[Segmentation mask data]
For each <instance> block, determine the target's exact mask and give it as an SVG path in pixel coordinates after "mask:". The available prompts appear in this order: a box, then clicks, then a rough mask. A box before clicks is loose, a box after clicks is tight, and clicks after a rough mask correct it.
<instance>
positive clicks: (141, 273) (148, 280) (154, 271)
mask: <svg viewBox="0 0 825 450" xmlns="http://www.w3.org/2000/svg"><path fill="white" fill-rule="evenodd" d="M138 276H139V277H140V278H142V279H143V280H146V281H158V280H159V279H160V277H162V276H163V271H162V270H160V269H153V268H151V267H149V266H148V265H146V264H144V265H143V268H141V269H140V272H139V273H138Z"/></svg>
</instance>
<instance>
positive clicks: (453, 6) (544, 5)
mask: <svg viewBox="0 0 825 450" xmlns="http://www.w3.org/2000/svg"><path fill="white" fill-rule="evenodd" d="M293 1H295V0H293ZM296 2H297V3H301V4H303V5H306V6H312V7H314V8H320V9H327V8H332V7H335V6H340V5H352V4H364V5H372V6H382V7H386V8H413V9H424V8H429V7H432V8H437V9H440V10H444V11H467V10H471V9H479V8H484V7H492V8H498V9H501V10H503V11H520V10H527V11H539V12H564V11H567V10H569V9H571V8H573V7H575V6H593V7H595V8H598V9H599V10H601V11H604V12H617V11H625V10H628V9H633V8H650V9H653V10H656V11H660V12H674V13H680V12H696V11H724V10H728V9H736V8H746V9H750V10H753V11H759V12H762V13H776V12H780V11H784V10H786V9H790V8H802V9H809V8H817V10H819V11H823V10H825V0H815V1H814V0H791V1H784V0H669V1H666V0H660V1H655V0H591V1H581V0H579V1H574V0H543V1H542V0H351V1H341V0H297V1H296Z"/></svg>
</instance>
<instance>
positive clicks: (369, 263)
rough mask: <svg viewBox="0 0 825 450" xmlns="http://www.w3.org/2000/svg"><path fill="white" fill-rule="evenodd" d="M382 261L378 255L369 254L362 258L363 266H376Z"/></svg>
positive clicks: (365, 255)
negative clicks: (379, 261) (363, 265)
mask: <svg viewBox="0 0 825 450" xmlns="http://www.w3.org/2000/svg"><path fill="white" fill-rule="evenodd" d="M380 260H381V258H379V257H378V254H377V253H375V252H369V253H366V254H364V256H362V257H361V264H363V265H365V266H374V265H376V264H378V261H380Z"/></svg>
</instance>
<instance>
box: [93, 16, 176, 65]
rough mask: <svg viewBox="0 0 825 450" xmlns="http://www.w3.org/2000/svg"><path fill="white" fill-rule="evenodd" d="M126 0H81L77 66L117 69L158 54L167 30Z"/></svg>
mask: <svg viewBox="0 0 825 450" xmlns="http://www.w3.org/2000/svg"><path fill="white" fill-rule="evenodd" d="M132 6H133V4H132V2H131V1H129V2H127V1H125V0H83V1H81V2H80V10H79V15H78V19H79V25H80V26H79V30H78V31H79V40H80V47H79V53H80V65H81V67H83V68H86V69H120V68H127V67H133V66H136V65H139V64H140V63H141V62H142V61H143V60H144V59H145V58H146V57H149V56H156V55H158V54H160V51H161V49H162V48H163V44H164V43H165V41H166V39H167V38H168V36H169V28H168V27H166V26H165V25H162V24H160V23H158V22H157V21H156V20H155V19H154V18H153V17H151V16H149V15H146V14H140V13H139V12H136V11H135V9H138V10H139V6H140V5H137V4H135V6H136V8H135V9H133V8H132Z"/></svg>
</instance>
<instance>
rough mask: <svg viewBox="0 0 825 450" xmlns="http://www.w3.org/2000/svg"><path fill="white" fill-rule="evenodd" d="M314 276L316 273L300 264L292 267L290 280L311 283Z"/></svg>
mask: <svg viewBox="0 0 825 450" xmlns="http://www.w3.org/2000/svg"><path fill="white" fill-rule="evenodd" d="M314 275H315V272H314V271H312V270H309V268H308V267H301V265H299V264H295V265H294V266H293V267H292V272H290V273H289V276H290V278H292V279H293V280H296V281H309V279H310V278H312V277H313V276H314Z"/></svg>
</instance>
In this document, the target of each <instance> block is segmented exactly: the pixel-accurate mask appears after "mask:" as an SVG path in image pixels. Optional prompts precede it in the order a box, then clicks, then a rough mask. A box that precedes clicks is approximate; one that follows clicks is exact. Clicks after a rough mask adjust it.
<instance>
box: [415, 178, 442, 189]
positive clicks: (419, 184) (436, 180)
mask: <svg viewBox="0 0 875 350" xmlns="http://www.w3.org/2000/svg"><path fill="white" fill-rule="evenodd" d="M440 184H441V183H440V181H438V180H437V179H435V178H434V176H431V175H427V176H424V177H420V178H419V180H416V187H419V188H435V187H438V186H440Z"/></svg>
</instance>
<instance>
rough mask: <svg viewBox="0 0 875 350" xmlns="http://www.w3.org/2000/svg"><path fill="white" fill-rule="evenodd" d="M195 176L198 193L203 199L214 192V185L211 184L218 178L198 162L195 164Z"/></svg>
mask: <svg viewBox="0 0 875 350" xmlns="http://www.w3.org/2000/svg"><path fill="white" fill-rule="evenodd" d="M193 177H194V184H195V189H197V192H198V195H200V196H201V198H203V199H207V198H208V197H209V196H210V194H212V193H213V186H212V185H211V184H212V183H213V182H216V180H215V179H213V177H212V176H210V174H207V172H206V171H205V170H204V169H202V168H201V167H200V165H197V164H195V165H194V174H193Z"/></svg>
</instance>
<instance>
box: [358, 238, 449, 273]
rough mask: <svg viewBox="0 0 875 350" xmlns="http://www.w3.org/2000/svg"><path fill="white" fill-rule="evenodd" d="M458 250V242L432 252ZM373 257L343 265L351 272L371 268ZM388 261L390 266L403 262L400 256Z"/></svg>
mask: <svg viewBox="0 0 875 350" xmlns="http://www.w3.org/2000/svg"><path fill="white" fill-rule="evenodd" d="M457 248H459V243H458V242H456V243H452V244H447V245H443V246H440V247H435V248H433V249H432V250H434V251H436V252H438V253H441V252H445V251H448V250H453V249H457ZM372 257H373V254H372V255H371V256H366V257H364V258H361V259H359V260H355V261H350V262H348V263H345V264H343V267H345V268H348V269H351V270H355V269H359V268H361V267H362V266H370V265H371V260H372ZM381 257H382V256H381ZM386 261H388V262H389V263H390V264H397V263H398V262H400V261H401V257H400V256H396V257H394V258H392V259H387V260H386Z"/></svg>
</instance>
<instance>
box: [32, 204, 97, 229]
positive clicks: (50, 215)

## [Task to complete]
Rewrite the data, changing every "rough mask" to "coarse mask" and leaving everything else unchanged.

## [Exercise response]
For each <instance> block, determine the target's exact mask and give it as an SVG path in pixel coordinates after "mask:". The available prompts appear in this order: a box, then clicks, then a coarse mask. A box before clicks is loose, a box after clicks is tight, and clicks after a coarse mask correct it.
<instance>
positive clicks: (141, 273) (148, 280) (154, 271)
mask: <svg viewBox="0 0 825 450" xmlns="http://www.w3.org/2000/svg"><path fill="white" fill-rule="evenodd" d="M138 276H139V277H140V278H142V279H143V280H146V281H158V280H159V279H160V277H162V276H163V271H162V270H160V269H153V268H151V267H149V266H148V265H146V264H144V265H143V268H141V269H140V272H139V273H138Z"/></svg>
</instance>
<instance>
positive clicks: (453, 6) (544, 5)
mask: <svg viewBox="0 0 825 450" xmlns="http://www.w3.org/2000/svg"><path fill="white" fill-rule="evenodd" d="M293 1H295V0H293ZM296 2H297V3H301V4H303V5H306V6H312V7H314V8H320V9H327V8H332V7H335V6H340V5H352V4H364V5H372V6H382V7H386V8H413V9H424V8H429V7H432V8H437V9H440V10H444V11H467V10H471V9H479V8H484V7H492V8H498V9H501V10H503V11H520V10H527V11H539V12H564V11H567V10H569V9H571V8H573V7H575V6H593V7H595V8H598V9H599V10H601V11H604V12H617V11H625V10H628V9H633V8H650V9H653V10H656V11H660V12H674V13H680V12H696V11H724V10H728V9H736V8H746V9H750V10H753V11H759V12H762V13H776V12H780V11H784V10H786V9H790V8H802V9H809V8H817V10H819V11H823V10H825V0H815V1H814V0H791V1H784V0H669V1H666V0H660V1H655V0H591V1H581V0H579V1H574V0H543V1H542V0H351V1H341V0H297V1H296Z"/></svg>
</instance>
<instance>
positive clicks: (369, 263)
coarse mask: <svg viewBox="0 0 825 450" xmlns="http://www.w3.org/2000/svg"><path fill="white" fill-rule="evenodd" d="M382 261L378 255L369 254L362 258L363 266H376Z"/></svg>
positive clicks: (365, 255)
negative clicks: (379, 261) (363, 265)
mask: <svg viewBox="0 0 825 450" xmlns="http://www.w3.org/2000/svg"><path fill="white" fill-rule="evenodd" d="M380 260H381V258H379V257H378V254H377V253H375V252H369V253H366V254H364V256H362V257H361V264H363V265H365V266H374V265H376V264H378V261H380Z"/></svg>
</instance>
<instance>
box: [93, 16, 176, 65]
coarse mask: <svg viewBox="0 0 825 450" xmlns="http://www.w3.org/2000/svg"><path fill="white" fill-rule="evenodd" d="M126 0H81L77 66L117 69L158 54L167 30Z"/></svg>
mask: <svg viewBox="0 0 825 450" xmlns="http://www.w3.org/2000/svg"><path fill="white" fill-rule="evenodd" d="M132 6H133V4H132V2H131V1H129V2H127V1H125V0H83V1H81V2H80V10H79V15H78V19H79V25H80V26H79V30H78V31H79V40H80V47H79V53H80V65H81V67H83V68H86V69H120V68H127V67H133V66H136V65H139V64H140V63H141V62H142V61H143V60H144V59H145V58H146V57H149V56H156V55H158V54H160V51H161V49H162V48H163V44H164V43H165V41H166V39H167V38H168V36H169V28H168V27H166V26H165V25H162V24H160V23H158V22H157V21H156V20H155V19H154V18H153V17H151V16H149V15H146V14H140V13H139V12H136V11H135V9H138V10H139V6H140V5H137V4H135V6H136V8H135V9H133V8H132Z"/></svg>
</instance>
<instance>
coarse mask: <svg viewBox="0 0 825 450" xmlns="http://www.w3.org/2000/svg"><path fill="white" fill-rule="evenodd" d="M314 276L316 273L300 264L292 267L290 280L311 283Z"/></svg>
mask: <svg viewBox="0 0 825 450" xmlns="http://www.w3.org/2000/svg"><path fill="white" fill-rule="evenodd" d="M314 275H315V272H314V271H312V270H309V268H308V267H301V265H299V264H295V265H294V266H293V267H292V272H290V273H289V276H290V278H292V279H293V280H296V281H309V279H310V278H312V277H313V276H314Z"/></svg>
</instance>
In this document, the target of each <instance> block is segmented exactly: the pixel-accurate mask appears after "mask:" as an SVG path in image pixels. Optional prompts precede it in the order a box, then clicks, then a coarse mask. A box that precedes clicks is approximate; one that follows clicks is exact. Clicks after a coarse mask adjust it.
<instance>
box: [415, 178, 442, 189]
positive clicks: (419, 184) (436, 180)
mask: <svg viewBox="0 0 875 350" xmlns="http://www.w3.org/2000/svg"><path fill="white" fill-rule="evenodd" d="M440 184H441V183H440V181H438V180H437V179H435V178H434V176H431V175H427V176H424V177H420V178H419V180H416V187H419V188H435V187H438V186H440Z"/></svg>
</instance>
<instance>
coarse mask: <svg viewBox="0 0 875 350" xmlns="http://www.w3.org/2000/svg"><path fill="white" fill-rule="evenodd" d="M195 176L198 193L203 199L214 192V185L211 184L218 178L198 162L195 164Z"/></svg>
mask: <svg viewBox="0 0 875 350" xmlns="http://www.w3.org/2000/svg"><path fill="white" fill-rule="evenodd" d="M193 177H194V184H195V189H197V192H198V195H200V196H201V198H203V199H207V198H208V197H209V196H210V194H212V193H213V186H212V185H211V184H212V183H213V182H216V180H215V179H213V177H212V176H210V174H207V172H206V171H205V170H204V169H202V168H201V167H200V165H197V164H195V165H194V174H193Z"/></svg>
</instance>
<instance>
box: [358, 238, 449, 273]
coarse mask: <svg viewBox="0 0 875 350" xmlns="http://www.w3.org/2000/svg"><path fill="white" fill-rule="evenodd" d="M458 250V242L432 252ZM373 257L343 265L351 272L371 268ZM388 261L390 266L403 262L400 256Z"/></svg>
mask: <svg viewBox="0 0 875 350" xmlns="http://www.w3.org/2000/svg"><path fill="white" fill-rule="evenodd" d="M457 248H459V243H458V242H456V243H452V244H447V245H443V246H440V247H435V248H433V249H432V250H434V251H436V252H438V253H441V252H445V251H448V250H453V249H457ZM372 257H373V254H372V255H371V256H366V257H364V258H361V259H359V260H355V261H350V262H348V263H345V264H343V267H345V268H348V269H351V270H355V269H359V268H361V267H362V266H370V265H371V260H372ZM381 257H382V256H381ZM386 261H388V262H389V263H390V264H397V263H398V262H400V261H401V257H400V256H396V257H394V258H392V259H387V260H386Z"/></svg>
</instance>
<instance>
box: [32, 204, 97, 229]
positive clicks: (50, 215)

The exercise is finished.